Data in this exercise =>
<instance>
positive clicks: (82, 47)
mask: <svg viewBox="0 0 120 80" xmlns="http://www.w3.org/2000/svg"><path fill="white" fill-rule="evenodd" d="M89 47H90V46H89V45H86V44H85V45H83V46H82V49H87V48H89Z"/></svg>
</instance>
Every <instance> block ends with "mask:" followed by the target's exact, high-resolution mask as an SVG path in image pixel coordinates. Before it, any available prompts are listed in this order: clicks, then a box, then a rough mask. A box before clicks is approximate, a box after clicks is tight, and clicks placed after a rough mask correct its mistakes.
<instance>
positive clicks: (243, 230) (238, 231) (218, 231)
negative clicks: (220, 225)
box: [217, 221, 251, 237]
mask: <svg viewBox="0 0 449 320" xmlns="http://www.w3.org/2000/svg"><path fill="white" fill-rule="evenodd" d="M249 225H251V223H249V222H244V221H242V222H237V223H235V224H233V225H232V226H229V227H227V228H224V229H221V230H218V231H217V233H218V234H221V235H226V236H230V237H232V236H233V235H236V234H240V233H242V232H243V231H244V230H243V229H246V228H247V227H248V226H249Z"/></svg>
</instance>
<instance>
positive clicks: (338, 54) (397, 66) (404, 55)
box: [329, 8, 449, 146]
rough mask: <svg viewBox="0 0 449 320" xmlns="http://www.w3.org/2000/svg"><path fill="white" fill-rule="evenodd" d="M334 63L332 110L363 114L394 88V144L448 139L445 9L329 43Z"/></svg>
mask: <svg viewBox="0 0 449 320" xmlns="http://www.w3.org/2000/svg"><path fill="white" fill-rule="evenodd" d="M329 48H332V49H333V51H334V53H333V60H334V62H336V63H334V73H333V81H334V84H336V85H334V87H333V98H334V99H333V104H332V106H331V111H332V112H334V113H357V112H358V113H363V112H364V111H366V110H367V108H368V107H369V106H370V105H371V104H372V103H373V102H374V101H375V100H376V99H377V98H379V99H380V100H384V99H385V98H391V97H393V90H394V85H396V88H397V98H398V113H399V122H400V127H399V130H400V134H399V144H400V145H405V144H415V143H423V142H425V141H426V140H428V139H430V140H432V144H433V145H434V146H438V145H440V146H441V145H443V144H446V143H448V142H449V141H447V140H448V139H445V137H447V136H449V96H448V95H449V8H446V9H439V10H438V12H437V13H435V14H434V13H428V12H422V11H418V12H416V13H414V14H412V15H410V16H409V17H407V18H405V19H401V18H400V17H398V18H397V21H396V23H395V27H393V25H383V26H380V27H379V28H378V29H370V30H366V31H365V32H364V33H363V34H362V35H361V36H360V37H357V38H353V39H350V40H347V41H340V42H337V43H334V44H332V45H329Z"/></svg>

Problem =>
Reproduce each record exactly as it appears.

Response to the exercise =>
<instance>
positive clicks: (82, 47)
mask: <svg viewBox="0 0 120 80" xmlns="http://www.w3.org/2000/svg"><path fill="white" fill-rule="evenodd" d="M89 47H90V46H89V45H86V44H85V45H83V46H82V49H87V48H89Z"/></svg>
</instance>
Every <instance> block ends with "mask:" followed by the target's exact, high-resolution mask as an SVG path in image pixel coordinates. Before it, any available prompts are listed in this order: clicks, then a box, then a rough mask. A box before clicks is approximate, a box after clicks is tight, and clicks placed after a rough mask correct its mistakes.
<instance>
positive clicks: (243, 230) (238, 231) (218, 231)
negative clicks: (220, 225)
box: [217, 221, 251, 237]
mask: <svg viewBox="0 0 449 320" xmlns="http://www.w3.org/2000/svg"><path fill="white" fill-rule="evenodd" d="M249 225H251V223H249V222H244V221H242V222H237V223H235V224H233V225H232V226H229V227H227V228H224V229H221V230H218V231H217V233H218V234H221V235H226V236H230V237H232V236H233V235H236V234H240V233H242V232H243V231H244V230H243V229H246V228H247V227H248V226H249Z"/></svg>
</instance>
<instance>
positive clicks: (338, 54) (397, 66) (404, 55)
box: [329, 8, 449, 146]
rough mask: <svg viewBox="0 0 449 320" xmlns="http://www.w3.org/2000/svg"><path fill="white" fill-rule="evenodd" d="M334 63L332 110L363 114L394 88V144L448 139L445 9L329 43Z"/></svg>
mask: <svg viewBox="0 0 449 320" xmlns="http://www.w3.org/2000/svg"><path fill="white" fill-rule="evenodd" d="M329 48H332V49H333V51H334V53H333V60H334V62H336V63H334V73H333V81H334V84H336V85H334V87H333V98H334V99H333V104H332V106H331V111H332V112H334V113H357V112H358V113H363V112H364V111H366V110H367V108H368V107H369V106H370V105H371V104H372V103H373V102H374V101H375V100H376V99H377V98H379V99H380V100H384V99H385V98H391V97H393V90H394V85H396V88H397V98H398V113H399V122H400V127H399V130H400V134H399V144H400V145H405V144H415V143H423V142H425V141H426V140H428V139H430V140H432V144H433V145H434V146H438V145H440V146H441V145H443V144H446V143H448V142H449V141H447V140H448V139H445V137H447V136H449V96H448V95H449V8H446V9H439V10H438V12H437V13H435V14H434V13H428V12H422V11H418V12H416V13H414V14H412V15H410V16H409V17H407V18H405V19H401V18H400V17H398V18H397V21H396V23H395V27H393V25H383V26H380V27H379V28H378V29H370V30H366V31H365V32H364V33H363V34H362V35H361V36H360V37H357V38H353V39H350V40H347V41H340V42H337V43H334V44H332V45H329Z"/></svg>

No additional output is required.